EXERCISE AIM> Recast every line of the items below as a Markdown table with the columns Number and Entry. Number the rows in order and leave out blank lines.

RECORD EXCERPTS>
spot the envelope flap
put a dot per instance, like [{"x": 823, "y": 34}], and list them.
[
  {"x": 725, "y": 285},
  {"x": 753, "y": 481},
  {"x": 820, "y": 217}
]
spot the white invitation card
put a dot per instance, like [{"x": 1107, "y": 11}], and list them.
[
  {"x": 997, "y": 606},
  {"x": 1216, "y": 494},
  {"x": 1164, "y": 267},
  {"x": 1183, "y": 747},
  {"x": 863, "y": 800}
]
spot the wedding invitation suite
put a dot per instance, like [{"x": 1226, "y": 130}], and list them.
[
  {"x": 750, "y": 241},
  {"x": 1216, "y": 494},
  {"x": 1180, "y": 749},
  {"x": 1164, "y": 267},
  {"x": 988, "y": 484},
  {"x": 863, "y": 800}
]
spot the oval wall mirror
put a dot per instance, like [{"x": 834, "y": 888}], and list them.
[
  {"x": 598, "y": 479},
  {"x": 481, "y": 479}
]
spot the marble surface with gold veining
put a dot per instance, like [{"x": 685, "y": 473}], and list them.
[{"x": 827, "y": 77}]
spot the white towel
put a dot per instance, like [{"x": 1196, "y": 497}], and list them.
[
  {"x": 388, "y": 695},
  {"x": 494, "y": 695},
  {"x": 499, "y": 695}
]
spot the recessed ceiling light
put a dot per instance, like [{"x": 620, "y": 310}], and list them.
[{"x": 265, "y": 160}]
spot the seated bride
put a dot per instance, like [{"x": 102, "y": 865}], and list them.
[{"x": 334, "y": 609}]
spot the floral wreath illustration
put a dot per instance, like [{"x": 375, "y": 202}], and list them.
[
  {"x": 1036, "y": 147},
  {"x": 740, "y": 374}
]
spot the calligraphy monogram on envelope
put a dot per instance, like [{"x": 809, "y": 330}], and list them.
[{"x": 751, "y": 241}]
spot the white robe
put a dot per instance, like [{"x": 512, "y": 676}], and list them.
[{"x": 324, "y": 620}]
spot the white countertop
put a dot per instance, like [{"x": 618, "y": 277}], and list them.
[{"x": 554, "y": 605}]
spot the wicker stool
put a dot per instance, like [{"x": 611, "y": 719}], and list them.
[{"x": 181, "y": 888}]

SOLUTION BELOW>
| Number | Entry |
|---|---|
| 1 | spot the envelope flap |
| 2 | put a dot per instance, like [{"x": 823, "y": 34}], and list them. |
| 3 | [ |
| 4 |   {"x": 725, "y": 285}, |
| 5 |   {"x": 753, "y": 481}, |
| 6 |   {"x": 820, "y": 217} |
| 7 | ] |
| 8 | spot the white invitation card |
| 9 | put a dot per instance, like [{"x": 1107, "y": 11}], and list them. |
| 10 | [ |
| 11 |   {"x": 997, "y": 606}, |
| 12 |   {"x": 1216, "y": 494}, |
| 13 |   {"x": 1164, "y": 267}, |
| 14 |   {"x": 1183, "y": 747}, |
| 15 |   {"x": 863, "y": 800} |
| 16 | ] |
| 17 | spot the wedding invitation suite |
| 18 | put a dot per instance, like [{"x": 1226, "y": 130}], and list them. |
| 19 | [ |
| 20 |   {"x": 750, "y": 241}, |
| 21 |   {"x": 1216, "y": 494}, |
| 22 |   {"x": 1180, "y": 749}, |
| 23 |   {"x": 1164, "y": 267}, |
| 24 |   {"x": 988, "y": 484}, |
| 25 |   {"x": 863, "y": 800} |
| 26 | ] |
| 27 | spot the oval wall mirror |
| 28 | put a dot per instance, like [{"x": 834, "y": 888}], and list them. |
| 29 | [ |
| 30 |   {"x": 598, "y": 479}, |
| 31 |   {"x": 481, "y": 479} |
| 32 | ] |
| 33 | spot the marble surface with gold veining |
| 34 | put a dot per instance, like [{"x": 685, "y": 473}], and list them. |
| 35 | [{"x": 827, "y": 77}] |
| 36 | spot the white towel |
| 37 | put a dot per instance, like [{"x": 1196, "y": 497}], and list them. |
| 38 | [ |
| 39 |   {"x": 388, "y": 695}, |
| 40 |   {"x": 494, "y": 695}, |
| 41 |   {"x": 499, "y": 695} |
| 42 | ] |
| 43 | spot the recessed ceiling light |
| 44 | put a dot per instance, like [{"x": 620, "y": 310}], and list them. |
| 45 | [{"x": 265, "y": 160}] |
| 46 | spot the seated bride |
| 47 | put a dot per instance, like [{"x": 102, "y": 865}], and list them. |
| 48 | [{"x": 334, "y": 609}] |
| 49 | spot the floral wreath illustration |
| 50 | put a dot per instance, like [{"x": 375, "y": 202}], and list them. |
| 51 | [ |
| 52 |   {"x": 1036, "y": 147}, |
| 53 |   {"x": 740, "y": 374} |
| 54 | ] |
| 55 | spot the calligraphy monogram on envelope |
| 56 | put a dot per instance, like [{"x": 809, "y": 330}], and list them. |
| 57 | [{"x": 751, "y": 241}] |
| 58 | spot the white robe |
| 59 | put a dot per instance, like [{"x": 512, "y": 676}], and list them. |
| 60 | [{"x": 324, "y": 620}] |
| 61 | spot the white countertop |
| 62 | put a dot per instance, like [{"x": 618, "y": 277}], and list them. |
| 63 | [{"x": 554, "y": 605}] |
| 64 | spot the wicker stool |
| 65 | put a dot per instance, like [{"x": 611, "y": 719}], and list them. |
| 66 | [{"x": 181, "y": 888}] |